INSTRUCTIONS TO FOLLOW
Swap "muddy ground" for "wet soil" in the stretch from the line containing "Can you find the muddy" through the last of the lines, and give back only that stretch with everything else unchanged.

RECORD EXTRACTS
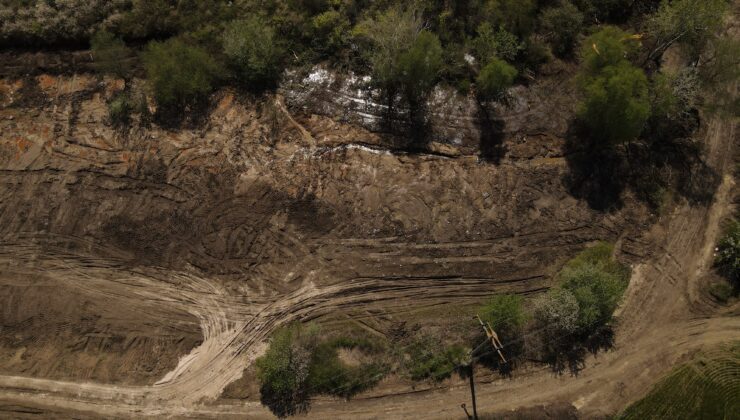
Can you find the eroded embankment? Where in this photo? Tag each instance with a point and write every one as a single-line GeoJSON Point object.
{"type": "Point", "coordinates": [257, 217]}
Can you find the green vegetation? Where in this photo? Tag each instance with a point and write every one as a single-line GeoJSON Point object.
{"type": "Point", "coordinates": [616, 102]}
{"type": "Point", "coordinates": [577, 314]}
{"type": "Point", "coordinates": [300, 363]}
{"type": "Point", "coordinates": [330, 376]}
{"type": "Point", "coordinates": [688, 22]}
{"type": "Point", "coordinates": [283, 370]}
{"type": "Point", "coordinates": [119, 110]}
{"type": "Point", "coordinates": [179, 74]}
{"type": "Point", "coordinates": [428, 359]}
{"type": "Point", "coordinates": [562, 25]}
{"type": "Point", "coordinates": [253, 52]}
{"type": "Point", "coordinates": [727, 256]}
{"type": "Point", "coordinates": [506, 315]}
{"type": "Point", "coordinates": [494, 79]}
{"type": "Point", "coordinates": [597, 282]}
{"type": "Point", "coordinates": [109, 54]}
{"type": "Point", "coordinates": [705, 388]}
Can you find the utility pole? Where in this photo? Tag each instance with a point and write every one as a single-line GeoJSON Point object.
{"type": "Point", "coordinates": [491, 334]}
{"type": "Point", "coordinates": [472, 389]}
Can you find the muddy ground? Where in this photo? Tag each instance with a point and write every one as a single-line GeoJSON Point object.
{"type": "Point", "coordinates": [164, 257]}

THE RESULT
Can you find the wet soil? Where in this photo? Tag each instance with a point and write every one as a single-line GeoJSON Point object.
{"type": "Point", "coordinates": [164, 257]}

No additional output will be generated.